(Görev 1): Şekerspor hakkındaki metinde "1. bahis elbette" diye başlayan paragrafı, ana bilgilerini koruyarak daha kısa biçimde yeniden yaz.

1. bahis elbette Ankara Şekerspor'dan. fakat genel müdürlük Ankara'da olduğu için teknik olarak "Ankara Şekerspor" lafı kullanılmaz, doğrudan "Şekerspor" denir. yoksa memlekette her şeker fabrikasının olduğu yerde bir Şekerspor vardır ki, onlar fabrikanın olduğu şehir neresiyse oranın adıyla anılırlar.
2. yaklaşık 1.5 sene önce (23 Haziran 2012) tarihli bu habere -içindeki saçma sapan hamasete değil tabii- dikkat! zira Türk Şeker'le aradaki kira uyuşmazlığının başladığı görülüyor. sorunu çözmek için o zamandan bu yana bir şey yapılmaması...!
3. o maddeyi de federasyonun dergisi TamSaha'ya yazdığım yazıdan doğrultmuştum.
4. yok Sergen'i yetiştirmişiz de, yok bilmem ne... bu zırvalık nereden kaynaklanıyor izah edeyim:  K&C de o zamanlar wikipedia'da yer alan (şimdi silinmiş ne akla hizmetse) "kulübe hizmet eden futbolcular" kısmını "yetiştirdiklerimiz" olarak almıştı. ama dikkat edilirse "yetiştirdiklerimiz" sayılrıken hep "Arap Güngör" derler, soyadını söylemezler. zira soyadı olan "Sürel"i yazmamıştım "Arap Güngör"ün!
5. Müslüm Gürses'ten "Benim Meselem"i tekrar tekrar dinleyerek yazdım bu yazıyı

Başka türlü şeker olsak...

Bardaktan boşalırcasına yağmur yağıyordu. 2002'nin sonlarına doğruydu, Kasım ortaları belki. Cebeci İnönü Stadı'ndaydım. Yalnızdım. Yanlış, bir de Bruno vardı resmi rakamlara göre 35 bin kişi alan stadın o üstü derme çatma saçla kaplı olmayan "açık tribün" tarafında. Rakip takım kimdi hatırlamıyorum ama bizim takımın genel gidişi felaket kötüydü. Lig başlayalı 10 haftayı geçmişti, galibiyet yoktu. Amigo Bruno, kendini yırtarcasına bağırıyordu, "Uzun oyna! Uzun oyna!". Heyhat, takım ısrarla kısa pas yapıyor, top suya takılıp kalıyordu. Bu sırada takımın genel kaptanı arkasını dönüp Bruno'ya "Kes" diye bağırdı. Ben de dayanamadım, "Adam yanlış bir şey mi söylüyor?" dedim. Bunun üzerine takıma yeni gelen abimiz, muhtemelen işçilerle memurlar arasındaki çekişmeye yollama yaparak, bu sefer bana "Senin kimin maşası olduğunu biliyoruz zaten. Şerefsiz şerefsiz yazılar yazıyorsun" diye bağırdı. O sıra, Radikal Futbol'a İkinci Lig değerlendirmeleri yazıyordum! Geçmiş gün, o sırada takımı çalıştırmakta olan hocamız da, futbol tanrıları başarılı etsin, bir şeyler söylemişti bana. Mevzu fazla da uzamadı, sonuçta sahada top oynanıyordu. Ama birbirimize o kadar yakındık işte. Yalnızlıktan...

(Verilen malzeme):
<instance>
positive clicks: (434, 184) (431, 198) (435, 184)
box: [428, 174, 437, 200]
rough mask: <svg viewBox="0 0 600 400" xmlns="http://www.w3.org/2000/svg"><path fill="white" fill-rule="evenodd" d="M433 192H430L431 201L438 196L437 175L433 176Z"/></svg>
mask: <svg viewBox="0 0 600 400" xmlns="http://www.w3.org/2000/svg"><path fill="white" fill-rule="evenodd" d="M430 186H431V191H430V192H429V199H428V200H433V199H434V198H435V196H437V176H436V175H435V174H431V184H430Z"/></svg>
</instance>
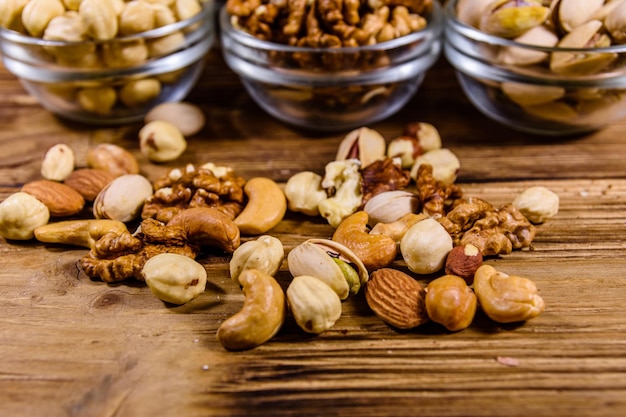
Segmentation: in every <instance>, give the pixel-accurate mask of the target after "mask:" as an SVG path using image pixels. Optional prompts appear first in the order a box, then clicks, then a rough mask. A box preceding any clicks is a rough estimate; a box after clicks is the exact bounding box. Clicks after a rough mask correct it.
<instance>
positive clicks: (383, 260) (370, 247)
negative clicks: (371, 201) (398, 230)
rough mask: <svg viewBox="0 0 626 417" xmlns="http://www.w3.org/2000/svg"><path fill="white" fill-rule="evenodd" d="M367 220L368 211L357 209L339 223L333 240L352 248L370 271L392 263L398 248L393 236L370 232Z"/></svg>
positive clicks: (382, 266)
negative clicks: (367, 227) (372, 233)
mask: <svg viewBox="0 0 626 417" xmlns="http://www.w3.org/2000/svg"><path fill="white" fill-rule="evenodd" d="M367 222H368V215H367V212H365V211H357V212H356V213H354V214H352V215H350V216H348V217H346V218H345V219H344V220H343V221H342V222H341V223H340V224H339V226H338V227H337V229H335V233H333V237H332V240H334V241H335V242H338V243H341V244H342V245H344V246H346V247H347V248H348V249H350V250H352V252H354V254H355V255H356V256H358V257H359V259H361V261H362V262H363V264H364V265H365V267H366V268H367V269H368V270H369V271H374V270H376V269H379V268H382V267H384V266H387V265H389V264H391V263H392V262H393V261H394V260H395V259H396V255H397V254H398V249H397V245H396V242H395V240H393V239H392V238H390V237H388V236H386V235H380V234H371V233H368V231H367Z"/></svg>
...
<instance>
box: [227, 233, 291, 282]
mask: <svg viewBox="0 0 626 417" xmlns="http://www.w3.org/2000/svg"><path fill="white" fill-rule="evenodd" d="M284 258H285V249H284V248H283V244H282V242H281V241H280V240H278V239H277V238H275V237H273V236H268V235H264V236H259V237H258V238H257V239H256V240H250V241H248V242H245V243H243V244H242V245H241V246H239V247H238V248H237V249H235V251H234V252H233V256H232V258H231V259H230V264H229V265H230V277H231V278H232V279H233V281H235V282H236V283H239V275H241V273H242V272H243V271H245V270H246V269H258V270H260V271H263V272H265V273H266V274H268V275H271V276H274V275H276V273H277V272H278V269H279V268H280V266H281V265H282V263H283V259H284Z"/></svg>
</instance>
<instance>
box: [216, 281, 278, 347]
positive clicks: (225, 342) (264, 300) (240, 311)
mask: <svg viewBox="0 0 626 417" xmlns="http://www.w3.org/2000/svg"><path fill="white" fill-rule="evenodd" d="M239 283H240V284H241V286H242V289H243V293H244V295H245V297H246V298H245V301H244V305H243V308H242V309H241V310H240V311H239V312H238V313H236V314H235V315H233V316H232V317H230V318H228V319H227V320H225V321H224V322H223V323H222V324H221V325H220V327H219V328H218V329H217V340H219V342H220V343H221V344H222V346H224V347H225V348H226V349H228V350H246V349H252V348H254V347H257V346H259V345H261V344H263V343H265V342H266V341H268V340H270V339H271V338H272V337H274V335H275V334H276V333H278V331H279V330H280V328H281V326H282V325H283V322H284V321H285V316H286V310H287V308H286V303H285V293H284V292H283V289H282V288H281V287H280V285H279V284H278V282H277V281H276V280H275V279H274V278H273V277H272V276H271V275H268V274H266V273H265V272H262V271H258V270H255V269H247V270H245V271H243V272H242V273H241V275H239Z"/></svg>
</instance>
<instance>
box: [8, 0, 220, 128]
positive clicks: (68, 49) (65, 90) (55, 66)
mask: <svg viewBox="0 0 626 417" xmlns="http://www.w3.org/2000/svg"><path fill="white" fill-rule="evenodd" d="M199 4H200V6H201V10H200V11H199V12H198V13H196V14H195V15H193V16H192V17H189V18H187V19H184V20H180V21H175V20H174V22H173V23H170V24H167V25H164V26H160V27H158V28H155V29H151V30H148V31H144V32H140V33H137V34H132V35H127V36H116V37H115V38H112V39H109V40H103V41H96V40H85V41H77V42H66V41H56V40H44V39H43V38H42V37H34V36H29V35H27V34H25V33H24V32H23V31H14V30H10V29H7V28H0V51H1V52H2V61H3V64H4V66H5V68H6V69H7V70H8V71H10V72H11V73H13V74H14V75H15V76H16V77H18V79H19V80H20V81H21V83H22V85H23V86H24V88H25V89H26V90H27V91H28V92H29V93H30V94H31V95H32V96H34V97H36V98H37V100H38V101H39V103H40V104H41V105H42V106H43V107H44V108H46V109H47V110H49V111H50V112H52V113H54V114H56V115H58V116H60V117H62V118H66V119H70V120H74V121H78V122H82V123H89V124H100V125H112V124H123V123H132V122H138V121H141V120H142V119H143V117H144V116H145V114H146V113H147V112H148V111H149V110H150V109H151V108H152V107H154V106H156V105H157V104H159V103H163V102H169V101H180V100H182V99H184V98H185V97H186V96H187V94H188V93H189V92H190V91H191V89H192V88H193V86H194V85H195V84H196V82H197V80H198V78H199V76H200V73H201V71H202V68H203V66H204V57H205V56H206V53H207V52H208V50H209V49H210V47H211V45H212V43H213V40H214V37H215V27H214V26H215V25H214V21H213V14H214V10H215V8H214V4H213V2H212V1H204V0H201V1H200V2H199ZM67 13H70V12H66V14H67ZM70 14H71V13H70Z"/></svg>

(Görev 2): Verilen satırlardan kaçının "negative" dizesini içerdiğini say. Büyük-küçük harf ayrımı önemlidir. Yalnızca sayıyı yaz.

(Yanıt 1): Sözü edilen kulüp Ankara Şekerspor'dur. Ancak genel müdürlük Ankara'da olduğu için kulübe yalnızca "Şekerspor" denir. Şeker fabrikası olan her yerde bir Şekerspor vardır ve bunlar fabrikanın bulunduğu şehrin adıyla anılır.

(Yanıt 2): 2